» **What to produce**: Rescale the material from the line containing "Spot the column shaft, then" up to and including the line containing "(168, 1157)", and reproduce only those lines, requests included. Multiply every coordinate in the answers by 0.7 and round each result to a whole number, with halves rounded up.

--- Start Working data ---

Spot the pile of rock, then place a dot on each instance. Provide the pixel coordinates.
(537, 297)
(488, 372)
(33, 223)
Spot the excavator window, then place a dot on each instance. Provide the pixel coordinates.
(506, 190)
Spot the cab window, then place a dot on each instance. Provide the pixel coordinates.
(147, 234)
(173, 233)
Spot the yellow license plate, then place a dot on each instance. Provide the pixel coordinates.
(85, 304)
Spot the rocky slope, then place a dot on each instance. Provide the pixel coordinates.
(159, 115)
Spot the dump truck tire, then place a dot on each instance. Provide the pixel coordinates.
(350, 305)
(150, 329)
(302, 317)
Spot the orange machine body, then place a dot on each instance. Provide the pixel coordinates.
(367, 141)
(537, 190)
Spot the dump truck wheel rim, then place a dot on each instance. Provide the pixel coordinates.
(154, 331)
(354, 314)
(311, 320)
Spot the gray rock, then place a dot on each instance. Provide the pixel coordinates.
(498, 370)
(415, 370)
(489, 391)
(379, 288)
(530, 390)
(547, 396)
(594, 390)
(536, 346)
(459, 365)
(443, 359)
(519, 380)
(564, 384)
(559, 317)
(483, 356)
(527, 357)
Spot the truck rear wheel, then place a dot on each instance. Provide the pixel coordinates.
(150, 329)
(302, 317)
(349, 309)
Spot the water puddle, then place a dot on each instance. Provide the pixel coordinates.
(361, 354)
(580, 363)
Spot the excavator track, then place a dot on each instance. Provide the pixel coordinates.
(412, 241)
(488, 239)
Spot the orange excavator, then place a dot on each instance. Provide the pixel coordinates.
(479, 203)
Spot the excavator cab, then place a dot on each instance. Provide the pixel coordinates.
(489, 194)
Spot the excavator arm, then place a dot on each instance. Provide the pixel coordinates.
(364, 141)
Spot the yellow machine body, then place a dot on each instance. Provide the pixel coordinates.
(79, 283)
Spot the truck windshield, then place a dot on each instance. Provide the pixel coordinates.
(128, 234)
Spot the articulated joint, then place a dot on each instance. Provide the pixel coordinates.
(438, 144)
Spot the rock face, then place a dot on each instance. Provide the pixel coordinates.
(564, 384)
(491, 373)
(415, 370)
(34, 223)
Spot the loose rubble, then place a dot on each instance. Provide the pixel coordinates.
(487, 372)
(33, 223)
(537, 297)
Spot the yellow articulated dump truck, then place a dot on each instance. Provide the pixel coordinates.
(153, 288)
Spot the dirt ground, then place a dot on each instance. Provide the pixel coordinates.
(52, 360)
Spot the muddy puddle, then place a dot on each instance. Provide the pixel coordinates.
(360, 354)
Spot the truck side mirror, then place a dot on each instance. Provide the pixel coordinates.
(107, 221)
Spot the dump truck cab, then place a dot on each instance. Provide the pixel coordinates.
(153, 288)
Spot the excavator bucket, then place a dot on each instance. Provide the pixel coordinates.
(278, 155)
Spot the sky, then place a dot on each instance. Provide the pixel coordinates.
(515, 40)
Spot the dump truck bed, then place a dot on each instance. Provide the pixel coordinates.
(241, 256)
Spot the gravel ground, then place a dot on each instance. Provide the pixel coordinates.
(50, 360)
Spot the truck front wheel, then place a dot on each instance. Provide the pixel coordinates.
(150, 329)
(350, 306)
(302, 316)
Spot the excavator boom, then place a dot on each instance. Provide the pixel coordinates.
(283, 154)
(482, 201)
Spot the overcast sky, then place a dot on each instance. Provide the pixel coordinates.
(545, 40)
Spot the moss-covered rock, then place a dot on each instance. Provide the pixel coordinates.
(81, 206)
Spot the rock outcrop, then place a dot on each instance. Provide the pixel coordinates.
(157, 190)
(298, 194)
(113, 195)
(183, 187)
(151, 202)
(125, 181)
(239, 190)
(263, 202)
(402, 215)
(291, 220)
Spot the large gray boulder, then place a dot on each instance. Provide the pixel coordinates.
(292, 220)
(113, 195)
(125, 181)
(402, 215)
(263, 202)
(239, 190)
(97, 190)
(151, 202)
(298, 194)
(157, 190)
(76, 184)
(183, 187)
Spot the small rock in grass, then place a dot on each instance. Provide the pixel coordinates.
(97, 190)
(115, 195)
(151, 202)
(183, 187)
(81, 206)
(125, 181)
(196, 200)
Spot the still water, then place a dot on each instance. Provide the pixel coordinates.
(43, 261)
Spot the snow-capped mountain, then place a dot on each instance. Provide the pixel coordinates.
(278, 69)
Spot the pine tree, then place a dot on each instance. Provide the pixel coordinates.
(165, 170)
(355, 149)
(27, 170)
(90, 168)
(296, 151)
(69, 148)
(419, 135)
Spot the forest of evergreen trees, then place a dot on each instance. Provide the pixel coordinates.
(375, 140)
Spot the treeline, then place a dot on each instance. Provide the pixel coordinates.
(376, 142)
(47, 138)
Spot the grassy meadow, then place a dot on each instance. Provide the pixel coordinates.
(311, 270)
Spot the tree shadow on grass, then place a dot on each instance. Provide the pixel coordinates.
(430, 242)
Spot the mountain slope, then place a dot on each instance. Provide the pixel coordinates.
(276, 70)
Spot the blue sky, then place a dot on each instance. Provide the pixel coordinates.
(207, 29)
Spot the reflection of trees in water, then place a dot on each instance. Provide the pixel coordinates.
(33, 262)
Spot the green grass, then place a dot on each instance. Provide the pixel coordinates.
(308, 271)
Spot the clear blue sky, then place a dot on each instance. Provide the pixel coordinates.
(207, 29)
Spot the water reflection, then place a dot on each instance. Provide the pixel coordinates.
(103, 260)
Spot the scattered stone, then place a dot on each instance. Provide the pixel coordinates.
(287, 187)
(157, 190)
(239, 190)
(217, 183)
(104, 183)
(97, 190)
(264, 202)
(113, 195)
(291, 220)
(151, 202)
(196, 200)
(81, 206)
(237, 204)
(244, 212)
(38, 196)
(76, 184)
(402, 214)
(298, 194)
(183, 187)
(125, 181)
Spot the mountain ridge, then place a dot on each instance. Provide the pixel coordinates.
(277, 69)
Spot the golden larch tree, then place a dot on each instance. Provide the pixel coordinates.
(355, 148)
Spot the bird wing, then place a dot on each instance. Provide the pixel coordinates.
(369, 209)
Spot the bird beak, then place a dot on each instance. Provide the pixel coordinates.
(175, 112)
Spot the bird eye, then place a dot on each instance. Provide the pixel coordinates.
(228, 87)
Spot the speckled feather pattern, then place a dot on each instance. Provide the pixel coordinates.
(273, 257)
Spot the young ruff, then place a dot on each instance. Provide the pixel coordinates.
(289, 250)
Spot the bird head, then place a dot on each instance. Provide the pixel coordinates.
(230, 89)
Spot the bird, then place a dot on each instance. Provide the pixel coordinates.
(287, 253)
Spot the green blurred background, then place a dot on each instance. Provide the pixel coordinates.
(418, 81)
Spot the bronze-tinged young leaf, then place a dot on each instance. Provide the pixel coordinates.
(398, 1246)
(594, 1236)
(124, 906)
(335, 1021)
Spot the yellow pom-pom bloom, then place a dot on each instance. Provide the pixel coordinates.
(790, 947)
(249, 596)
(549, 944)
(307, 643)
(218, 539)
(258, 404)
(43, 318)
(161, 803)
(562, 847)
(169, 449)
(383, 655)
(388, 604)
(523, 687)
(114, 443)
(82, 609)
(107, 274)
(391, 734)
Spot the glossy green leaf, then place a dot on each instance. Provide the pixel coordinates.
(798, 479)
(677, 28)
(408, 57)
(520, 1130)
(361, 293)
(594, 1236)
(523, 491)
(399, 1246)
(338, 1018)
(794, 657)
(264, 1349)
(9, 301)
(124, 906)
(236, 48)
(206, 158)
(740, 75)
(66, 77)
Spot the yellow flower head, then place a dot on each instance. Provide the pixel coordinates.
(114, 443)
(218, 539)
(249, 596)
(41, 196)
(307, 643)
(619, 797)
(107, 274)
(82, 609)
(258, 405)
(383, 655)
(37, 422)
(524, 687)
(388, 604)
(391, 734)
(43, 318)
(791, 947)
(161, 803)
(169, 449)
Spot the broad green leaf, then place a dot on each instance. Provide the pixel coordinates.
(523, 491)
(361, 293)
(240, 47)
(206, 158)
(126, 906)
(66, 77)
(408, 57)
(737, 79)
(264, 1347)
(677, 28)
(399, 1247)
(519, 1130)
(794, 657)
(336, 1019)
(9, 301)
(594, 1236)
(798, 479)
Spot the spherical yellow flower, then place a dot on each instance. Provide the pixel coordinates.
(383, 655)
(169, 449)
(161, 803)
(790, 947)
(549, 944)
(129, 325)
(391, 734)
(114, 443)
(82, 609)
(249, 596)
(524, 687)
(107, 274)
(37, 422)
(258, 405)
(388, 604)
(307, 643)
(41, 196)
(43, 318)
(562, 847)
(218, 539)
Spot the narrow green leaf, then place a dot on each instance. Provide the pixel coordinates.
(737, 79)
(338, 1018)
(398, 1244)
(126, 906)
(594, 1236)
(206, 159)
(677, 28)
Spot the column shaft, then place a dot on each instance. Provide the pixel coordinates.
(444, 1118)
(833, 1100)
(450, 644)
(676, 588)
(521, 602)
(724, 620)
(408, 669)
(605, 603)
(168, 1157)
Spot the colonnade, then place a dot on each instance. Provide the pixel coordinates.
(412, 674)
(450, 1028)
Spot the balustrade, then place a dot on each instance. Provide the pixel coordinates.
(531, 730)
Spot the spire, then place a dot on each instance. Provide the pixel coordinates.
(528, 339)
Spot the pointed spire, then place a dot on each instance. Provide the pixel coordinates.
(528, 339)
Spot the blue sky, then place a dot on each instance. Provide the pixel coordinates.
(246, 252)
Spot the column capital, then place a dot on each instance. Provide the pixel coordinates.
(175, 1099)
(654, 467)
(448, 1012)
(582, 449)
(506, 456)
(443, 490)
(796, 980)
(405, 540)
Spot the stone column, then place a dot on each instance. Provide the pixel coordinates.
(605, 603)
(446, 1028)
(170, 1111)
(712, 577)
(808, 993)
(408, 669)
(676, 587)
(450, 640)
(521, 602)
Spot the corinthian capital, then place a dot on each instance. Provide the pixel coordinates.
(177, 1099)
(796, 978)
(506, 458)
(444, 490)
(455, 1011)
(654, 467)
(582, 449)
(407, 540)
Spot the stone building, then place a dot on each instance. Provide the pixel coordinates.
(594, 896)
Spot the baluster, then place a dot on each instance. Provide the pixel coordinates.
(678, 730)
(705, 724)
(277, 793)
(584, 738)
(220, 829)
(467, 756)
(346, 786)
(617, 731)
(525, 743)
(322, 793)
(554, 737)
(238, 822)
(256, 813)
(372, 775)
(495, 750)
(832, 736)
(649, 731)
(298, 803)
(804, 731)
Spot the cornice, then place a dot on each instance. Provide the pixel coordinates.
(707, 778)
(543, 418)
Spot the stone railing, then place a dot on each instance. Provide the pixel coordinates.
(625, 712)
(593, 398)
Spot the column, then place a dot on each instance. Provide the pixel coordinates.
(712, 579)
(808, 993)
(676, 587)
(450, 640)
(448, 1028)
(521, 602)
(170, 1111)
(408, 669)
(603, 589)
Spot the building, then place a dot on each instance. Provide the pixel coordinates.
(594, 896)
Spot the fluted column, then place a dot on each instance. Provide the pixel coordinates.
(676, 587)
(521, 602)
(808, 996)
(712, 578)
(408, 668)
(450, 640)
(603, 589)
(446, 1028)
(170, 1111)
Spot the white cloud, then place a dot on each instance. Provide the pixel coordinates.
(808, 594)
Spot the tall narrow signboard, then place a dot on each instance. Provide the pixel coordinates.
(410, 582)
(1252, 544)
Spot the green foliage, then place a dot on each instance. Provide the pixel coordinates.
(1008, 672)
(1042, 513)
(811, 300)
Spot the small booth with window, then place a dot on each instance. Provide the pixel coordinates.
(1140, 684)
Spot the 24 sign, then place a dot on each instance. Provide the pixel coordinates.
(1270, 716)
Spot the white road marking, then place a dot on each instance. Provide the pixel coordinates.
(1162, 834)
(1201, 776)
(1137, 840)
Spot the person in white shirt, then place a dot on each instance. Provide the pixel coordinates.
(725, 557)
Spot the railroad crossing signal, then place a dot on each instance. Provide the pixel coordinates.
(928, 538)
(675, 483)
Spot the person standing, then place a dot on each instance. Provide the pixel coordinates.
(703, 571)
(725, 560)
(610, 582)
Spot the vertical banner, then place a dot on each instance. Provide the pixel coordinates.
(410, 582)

--- End Working data ---

» **In response**:
Spot the column shaft, then place a dot on each instance. Provide the pixel coordinates.
(311, 783)
(583, 770)
(315, 451)
(473, 412)
(365, 421)
(507, 434)
(286, 468)
(424, 422)
(118, 810)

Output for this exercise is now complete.